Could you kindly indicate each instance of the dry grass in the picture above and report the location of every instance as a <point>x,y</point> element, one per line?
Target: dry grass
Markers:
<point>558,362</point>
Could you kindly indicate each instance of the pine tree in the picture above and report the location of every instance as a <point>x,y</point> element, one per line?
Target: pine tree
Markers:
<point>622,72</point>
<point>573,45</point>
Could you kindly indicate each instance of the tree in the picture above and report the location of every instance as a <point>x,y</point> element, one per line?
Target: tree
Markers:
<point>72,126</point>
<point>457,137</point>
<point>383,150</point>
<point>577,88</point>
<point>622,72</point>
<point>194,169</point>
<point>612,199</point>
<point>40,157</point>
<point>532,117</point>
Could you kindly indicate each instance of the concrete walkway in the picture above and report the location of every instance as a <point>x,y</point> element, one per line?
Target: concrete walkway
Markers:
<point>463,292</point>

• TO DO: Set out all of the lines above as a numbered list, leaving out any blank lines.

• COMPLETE OUTPUT:
1. Could you kindly indicate each instance of the dry grass in the picture above and report the location of every instance as a <point>x,y</point> element, one per line?
2. Target: dry grass
3. Markers:
4. <point>558,362</point>
5. Could you kindly indicate each instance of the pine tree in the picture above and report the location of every instance as a <point>x,y</point> element, one per line?
6. Target: pine tree
7. Markers:
8. <point>622,72</point>
9. <point>573,45</point>
10. Could you kindly indicate each instance of the tree in the picture above and report the location of every instance as a <point>x,y</point> element, one per line?
11. Target: tree
12. Markers:
13. <point>72,126</point>
14. <point>457,137</point>
15. <point>383,150</point>
16. <point>577,88</point>
17. <point>622,72</point>
18. <point>194,169</point>
19. <point>612,199</point>
20. <point>40,157</point>
21. <point>532,117</point>
22. Could you kindly indicate each instance of the concrete walkway in the picture above and report the location of every instance as a <point>x,y</point> element, one per line?
23. Target: concrete walkway
24. Markers:
25. <point>463,292</point>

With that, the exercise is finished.